• _Request_: Reproduce each of the items below line for line, with no changes to any character.

(Excerpts from a location annotation dataset)
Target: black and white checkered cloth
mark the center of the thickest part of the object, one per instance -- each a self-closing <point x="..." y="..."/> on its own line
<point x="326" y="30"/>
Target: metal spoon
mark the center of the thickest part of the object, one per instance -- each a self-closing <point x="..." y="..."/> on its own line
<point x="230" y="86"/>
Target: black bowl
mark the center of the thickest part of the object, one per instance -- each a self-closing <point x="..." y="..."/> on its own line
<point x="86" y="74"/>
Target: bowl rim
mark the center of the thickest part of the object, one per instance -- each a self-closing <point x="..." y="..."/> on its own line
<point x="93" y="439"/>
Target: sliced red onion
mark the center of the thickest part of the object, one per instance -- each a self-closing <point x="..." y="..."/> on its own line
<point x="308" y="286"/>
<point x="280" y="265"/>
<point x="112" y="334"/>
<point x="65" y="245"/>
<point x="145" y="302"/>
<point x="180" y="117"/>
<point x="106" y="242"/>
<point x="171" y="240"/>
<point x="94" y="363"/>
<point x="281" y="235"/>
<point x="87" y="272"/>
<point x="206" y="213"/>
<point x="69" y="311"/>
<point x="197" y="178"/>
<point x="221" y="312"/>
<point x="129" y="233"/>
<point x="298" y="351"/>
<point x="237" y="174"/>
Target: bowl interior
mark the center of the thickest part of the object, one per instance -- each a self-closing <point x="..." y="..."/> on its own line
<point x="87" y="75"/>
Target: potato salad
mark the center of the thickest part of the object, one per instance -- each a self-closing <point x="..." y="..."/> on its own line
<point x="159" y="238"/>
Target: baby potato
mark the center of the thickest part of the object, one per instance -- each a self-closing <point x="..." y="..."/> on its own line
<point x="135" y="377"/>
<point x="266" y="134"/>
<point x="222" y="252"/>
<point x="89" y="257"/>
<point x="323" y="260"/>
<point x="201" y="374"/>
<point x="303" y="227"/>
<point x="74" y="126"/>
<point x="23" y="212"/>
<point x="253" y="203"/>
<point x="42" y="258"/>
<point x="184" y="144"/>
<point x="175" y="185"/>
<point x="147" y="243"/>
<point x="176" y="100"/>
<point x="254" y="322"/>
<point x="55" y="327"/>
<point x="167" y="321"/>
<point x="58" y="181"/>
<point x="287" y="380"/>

• _Answer below_:
Target: black and white checkered cloth
mark the center of the thickest part of the object, one per instance -- each a self-closing <point x="..." y="..."/> on its own line
<point x="326" y="30"/>
Target: metal spoon
mark the center of the thickest part of the object, one per instance -- each a self-closing <point x="..." y="..."/> on its own line
<point x="230" y="86"/>
Target: black bowl
mark the center of the thickest part of the object, one per instance -- each a self-closing <point x="..." y="..."/> on its own line
<point x="86" y="74"/>
Target: bowl rim
mark the center of the thickest part of the object, one per instance -- each a self-closing <point x="..." y="..."/> on its own line
<point x="93" y="439"/>
Target: sliced red onion
mark the center of the thickest part of the object, one per instance -- each a self-closing <point x="..." y="..."/> on its own line
<point x="308" y="286"/>
<point x="280" y="265"/>
<point x="112" y="334"/>
<point x="65" y="245"/>
<point x="145" y="302"/>
<point x="180" y="117"/>
<point x="106" y="242"/>
<point x="171" y="240"/>
<point x="94" y="363"/>
<point x="281" y="235"/>
<point x="87" y="272"/>
<point x="206" y="213"/>
<point x="69" y="311"/>
<point x="197" y="178"/>
<point x="221" y="312"/>
<point x="129" y="233"/>
<point x="298" y="351"/>
<point x="237" y="174"/>
Target: bowl interior
mark the center of the thickest part of the object, one per instance -- each a self-closing <point x="..." y="..."/> on its own line
<point x="87" y="75"/>
Target: potato salad
mark the center of the thickest part of the object, one per instance -- each a self-closing <point x="..." y="..."/> on its own line
<point x="159" y="238"/>
Target: baby potato
mark the center of the thickest part of the object, one per instance -- each a self-closing <point x="..." y="..."/> on its own line
<point x="135" y="377"/>
<point x="266" y="134"/>
<point x="222" y="252"/>
<point x="89" y="257"/>
<point x="323" y="260"/>
<point x="201" y="374"/>
<point x="303" y="227"/>
<point x="74" y="126"/>
<point x="23" y="212"/>
<point x="253" y="203"/>
<point x="42" y="258"/>
<point x="184" y="144"/>
<point x="175" y="185"/>
<point x="147" y="243"/>
<point x="176" y="100"/>
<point x="254" y="322"/>
<point x="55" y="327"/>
<point x="167" y="321"/>
<point x="58" y="181"/>
<point x="287" y="380"/>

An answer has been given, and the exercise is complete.